● **Data shown**
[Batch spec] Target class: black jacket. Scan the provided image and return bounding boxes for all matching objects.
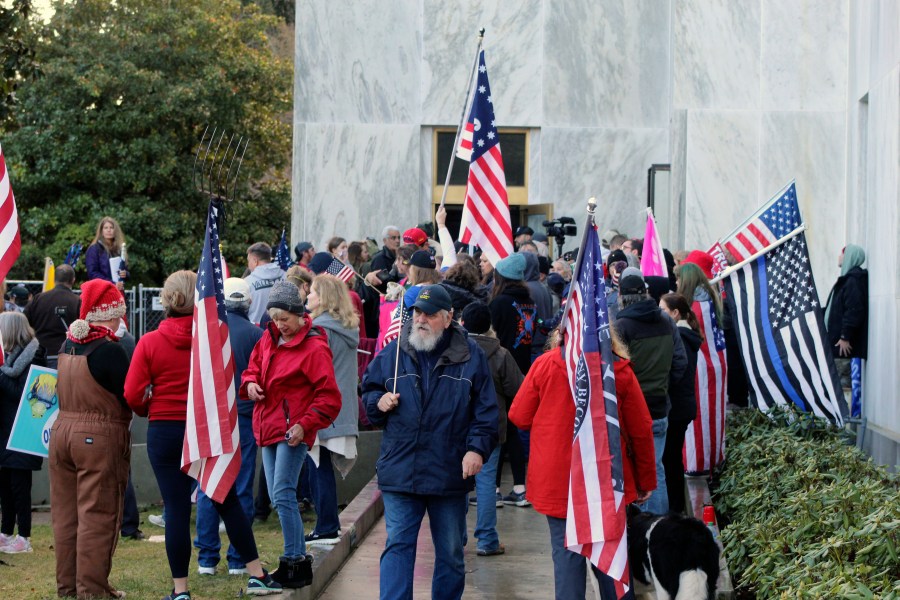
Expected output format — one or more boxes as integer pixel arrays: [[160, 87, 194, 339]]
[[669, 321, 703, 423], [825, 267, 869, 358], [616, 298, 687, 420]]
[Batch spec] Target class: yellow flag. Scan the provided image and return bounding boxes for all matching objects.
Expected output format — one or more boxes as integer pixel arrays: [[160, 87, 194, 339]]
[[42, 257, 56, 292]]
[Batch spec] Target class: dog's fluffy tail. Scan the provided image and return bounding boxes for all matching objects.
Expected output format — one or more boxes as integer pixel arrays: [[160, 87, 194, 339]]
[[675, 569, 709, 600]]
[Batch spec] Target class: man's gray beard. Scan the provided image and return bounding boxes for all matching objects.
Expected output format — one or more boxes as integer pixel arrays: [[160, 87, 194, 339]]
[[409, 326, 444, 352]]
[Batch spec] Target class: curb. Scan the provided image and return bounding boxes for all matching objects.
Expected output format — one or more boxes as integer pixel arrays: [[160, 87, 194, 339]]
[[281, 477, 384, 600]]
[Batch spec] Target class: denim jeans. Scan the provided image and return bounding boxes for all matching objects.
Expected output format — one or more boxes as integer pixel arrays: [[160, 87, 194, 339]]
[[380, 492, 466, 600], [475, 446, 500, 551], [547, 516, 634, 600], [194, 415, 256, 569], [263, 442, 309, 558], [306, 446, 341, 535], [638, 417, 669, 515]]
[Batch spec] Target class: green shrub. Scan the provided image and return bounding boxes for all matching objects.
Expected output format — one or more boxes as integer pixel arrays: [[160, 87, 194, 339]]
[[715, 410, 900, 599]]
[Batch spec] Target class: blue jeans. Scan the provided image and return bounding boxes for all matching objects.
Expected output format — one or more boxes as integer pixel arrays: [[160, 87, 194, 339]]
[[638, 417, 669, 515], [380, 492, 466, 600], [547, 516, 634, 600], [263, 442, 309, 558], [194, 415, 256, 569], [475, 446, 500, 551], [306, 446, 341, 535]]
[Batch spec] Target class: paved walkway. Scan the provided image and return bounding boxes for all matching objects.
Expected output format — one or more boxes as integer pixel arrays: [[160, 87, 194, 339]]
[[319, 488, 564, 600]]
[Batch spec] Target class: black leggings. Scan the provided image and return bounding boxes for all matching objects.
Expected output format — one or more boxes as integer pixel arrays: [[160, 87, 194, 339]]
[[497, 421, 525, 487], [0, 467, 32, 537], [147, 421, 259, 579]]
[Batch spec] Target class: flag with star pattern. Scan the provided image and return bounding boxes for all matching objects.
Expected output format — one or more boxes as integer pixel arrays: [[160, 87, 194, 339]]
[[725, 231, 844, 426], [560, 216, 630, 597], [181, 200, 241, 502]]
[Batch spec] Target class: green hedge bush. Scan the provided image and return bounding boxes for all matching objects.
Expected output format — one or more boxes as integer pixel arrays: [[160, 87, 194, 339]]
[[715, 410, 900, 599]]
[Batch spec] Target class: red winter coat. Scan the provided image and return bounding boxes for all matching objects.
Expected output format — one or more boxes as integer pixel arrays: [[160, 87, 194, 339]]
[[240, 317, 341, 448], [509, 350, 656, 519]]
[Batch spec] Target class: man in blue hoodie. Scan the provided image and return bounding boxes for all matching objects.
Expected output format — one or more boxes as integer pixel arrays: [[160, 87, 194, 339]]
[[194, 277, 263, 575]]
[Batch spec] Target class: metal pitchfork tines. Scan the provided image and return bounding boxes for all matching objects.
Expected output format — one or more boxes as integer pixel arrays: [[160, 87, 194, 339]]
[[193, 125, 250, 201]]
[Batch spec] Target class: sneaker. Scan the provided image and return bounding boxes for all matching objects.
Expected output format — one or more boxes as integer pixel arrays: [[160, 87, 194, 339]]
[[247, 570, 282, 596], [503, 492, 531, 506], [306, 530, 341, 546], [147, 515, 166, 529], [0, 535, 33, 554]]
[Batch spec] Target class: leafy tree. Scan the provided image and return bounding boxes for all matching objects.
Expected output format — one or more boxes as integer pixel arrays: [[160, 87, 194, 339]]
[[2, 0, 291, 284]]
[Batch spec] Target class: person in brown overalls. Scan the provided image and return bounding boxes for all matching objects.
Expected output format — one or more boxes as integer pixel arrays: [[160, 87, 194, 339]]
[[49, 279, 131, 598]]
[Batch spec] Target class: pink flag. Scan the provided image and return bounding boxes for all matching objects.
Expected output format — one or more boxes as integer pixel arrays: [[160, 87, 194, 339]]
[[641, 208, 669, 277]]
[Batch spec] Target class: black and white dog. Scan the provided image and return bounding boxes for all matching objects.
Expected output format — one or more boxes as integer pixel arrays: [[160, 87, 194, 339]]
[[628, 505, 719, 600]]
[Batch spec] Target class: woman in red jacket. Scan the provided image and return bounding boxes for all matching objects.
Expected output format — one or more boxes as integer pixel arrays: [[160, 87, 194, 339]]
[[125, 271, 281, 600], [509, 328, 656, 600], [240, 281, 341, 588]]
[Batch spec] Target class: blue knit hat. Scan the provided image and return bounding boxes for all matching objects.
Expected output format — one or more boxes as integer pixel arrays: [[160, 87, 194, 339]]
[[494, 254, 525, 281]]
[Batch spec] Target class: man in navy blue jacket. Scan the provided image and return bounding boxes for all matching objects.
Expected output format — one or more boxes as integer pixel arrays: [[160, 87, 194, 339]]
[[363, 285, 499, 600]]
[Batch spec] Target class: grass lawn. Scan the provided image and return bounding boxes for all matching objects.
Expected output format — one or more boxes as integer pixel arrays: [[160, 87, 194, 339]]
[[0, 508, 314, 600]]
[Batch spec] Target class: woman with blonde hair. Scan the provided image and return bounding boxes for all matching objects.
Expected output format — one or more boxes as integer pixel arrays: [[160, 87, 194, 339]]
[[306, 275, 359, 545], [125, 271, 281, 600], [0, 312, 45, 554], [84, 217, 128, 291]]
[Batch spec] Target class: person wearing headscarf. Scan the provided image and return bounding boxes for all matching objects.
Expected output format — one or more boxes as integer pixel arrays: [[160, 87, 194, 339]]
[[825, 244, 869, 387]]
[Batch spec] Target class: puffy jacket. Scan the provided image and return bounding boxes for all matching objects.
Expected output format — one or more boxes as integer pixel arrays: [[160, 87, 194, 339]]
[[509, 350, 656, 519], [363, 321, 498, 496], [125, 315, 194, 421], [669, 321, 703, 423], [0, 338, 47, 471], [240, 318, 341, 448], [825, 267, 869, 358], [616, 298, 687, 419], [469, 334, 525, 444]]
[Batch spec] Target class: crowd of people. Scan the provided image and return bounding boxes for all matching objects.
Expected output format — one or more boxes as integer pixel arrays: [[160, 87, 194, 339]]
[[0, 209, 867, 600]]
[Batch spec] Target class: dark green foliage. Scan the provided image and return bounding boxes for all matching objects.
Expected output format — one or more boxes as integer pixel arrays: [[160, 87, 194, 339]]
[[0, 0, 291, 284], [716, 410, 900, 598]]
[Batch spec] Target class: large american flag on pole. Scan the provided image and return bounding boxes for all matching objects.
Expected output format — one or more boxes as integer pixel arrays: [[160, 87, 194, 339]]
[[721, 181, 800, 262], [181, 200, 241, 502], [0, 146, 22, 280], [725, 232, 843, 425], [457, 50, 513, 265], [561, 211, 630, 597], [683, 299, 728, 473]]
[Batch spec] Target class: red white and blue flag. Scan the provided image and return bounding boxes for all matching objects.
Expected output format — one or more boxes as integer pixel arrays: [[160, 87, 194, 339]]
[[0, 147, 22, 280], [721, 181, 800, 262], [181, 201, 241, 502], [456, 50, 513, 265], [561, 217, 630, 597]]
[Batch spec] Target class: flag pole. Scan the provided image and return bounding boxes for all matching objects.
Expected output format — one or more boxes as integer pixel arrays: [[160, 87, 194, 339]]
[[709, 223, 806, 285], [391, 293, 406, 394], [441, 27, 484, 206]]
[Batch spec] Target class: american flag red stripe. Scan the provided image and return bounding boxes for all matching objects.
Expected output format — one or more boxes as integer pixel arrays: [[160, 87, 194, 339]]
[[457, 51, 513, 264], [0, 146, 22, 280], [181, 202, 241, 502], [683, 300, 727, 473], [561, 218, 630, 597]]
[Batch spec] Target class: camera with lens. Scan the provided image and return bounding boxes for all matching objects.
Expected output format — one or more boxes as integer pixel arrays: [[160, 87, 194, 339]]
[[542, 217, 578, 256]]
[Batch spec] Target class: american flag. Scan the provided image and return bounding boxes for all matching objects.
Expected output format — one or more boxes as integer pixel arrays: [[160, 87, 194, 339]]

● **Exercise description**
Put the lines of the records into a Markdown table with the columns Row and Line, starting with the line that contains "[Batch spec] Target class: paved" and going on through the line that contains "[[194, 277, 263, 575]]". Number each row and leave out blank lines.

● **Final answer**
| Row | Line |
|---|---|
| 1 | [Batch spec] Target class: paved walkway. Scan the provided image and return bounding boxes for all matching objects. |
| 2 | Expected output format — one or more boxes as integer pixel arrays: [[160, 87, 194, 339]] |
| 3 | [[319, 488, 564, 600]] |
| 4 | [Batch spec] Target class: black leggings. Scan the provided image and return bounding boxes for all matching objects. |
| 5 | Expected output format — one or more boxes as integer pixel arrays: [[160, 87, 194, 339]] |
| 6 | [[497, 421, 525, 487], [0, 467, 32, 537], [147, 421, 259, 579]] |
| 7 | [Batch spec] Target class: flag with star pattern. Scan the provided image and return bounding boxes for all matching objects. |
| 8 | Expected output format — one or more boxes as integer pixel arrays: [[160, 87, 194, 339]] |
| 9 | [[725, 231, 844, 426], [560, 216, 630, 597], [181, 200, 241, 502]] |
| 10 | [Batch spec] Target class: green hedge bush. Scan the provided image and return bounding boxes for all matching objects. |
| 11 | Expected output format — one or more boxes as integer pixel arrays: [[160, 87, 194, 339]] |
| 12 | [[715, 410, 900, 599]] |
| 13 | [Batch spec] Target class: red winter coat. Scan the provided image and return bounding boxes for all matching objects. |
| 14 | Expected output format — one or more boxes as integer pixel arrays: [[160, 87, 194, 339]] |
| 15 | [[240, 317, 341, 448], [509, 350, 656, 519]] |
| 16 | [Batch spec] Target class: man in blue hoodie. Scan the provided image and return bounding boxes for all matching objects. |
| 17 | Expected output format — one or more boxes as integer pixel arrays: [[160, 87, 194, 339]] |
| 18 | [[194, 277, 263, 575]] |